* **TASK DIRECTIONS**
Extract the line that contains "Where within this frame would you locate the ceiling fan light" and every line after it to the end of the records below, exactly as written and nothing else.

*** Block opens ***

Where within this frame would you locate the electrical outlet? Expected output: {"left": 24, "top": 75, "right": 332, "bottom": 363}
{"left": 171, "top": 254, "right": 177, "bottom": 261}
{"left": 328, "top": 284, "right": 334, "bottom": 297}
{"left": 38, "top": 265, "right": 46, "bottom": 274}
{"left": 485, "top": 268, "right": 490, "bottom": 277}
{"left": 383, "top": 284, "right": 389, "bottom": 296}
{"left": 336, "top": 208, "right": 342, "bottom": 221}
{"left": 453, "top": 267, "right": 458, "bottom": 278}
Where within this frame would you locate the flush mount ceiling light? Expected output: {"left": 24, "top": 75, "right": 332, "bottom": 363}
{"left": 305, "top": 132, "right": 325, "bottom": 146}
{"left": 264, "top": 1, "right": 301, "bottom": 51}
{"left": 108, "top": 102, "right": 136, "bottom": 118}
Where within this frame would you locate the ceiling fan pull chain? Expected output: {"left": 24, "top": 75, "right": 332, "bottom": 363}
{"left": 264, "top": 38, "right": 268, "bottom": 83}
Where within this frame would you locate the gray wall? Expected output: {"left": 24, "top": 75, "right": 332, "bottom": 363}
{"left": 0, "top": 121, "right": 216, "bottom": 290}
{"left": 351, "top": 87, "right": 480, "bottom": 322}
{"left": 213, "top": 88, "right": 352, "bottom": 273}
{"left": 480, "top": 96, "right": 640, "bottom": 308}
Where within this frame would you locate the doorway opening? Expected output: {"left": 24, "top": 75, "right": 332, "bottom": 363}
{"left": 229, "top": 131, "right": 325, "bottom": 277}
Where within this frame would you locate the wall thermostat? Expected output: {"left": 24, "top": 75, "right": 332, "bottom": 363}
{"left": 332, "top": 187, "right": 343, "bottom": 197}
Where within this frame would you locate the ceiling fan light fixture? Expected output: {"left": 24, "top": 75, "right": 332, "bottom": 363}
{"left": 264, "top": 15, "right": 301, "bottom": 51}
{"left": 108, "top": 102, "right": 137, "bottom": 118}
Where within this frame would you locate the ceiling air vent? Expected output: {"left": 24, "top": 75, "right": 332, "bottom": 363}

*** Block closes ***

* **RESULT FOR THIS TASK**
Where within this frame would you locate the ceiling fan light fixture? Expected output: {"left": 24, "top": 75, "right": 332, "bottom": 363}
{"left": 264, "top": 15, "right": 301, "bottom": 51}
{"left": 108, "top": 102, "right": 137, "bottom": 118}
Where within this frame would you locate the ceiling air vent? Expected output: {"left": 24, "top": 75, "right": 332, "bottom": 363}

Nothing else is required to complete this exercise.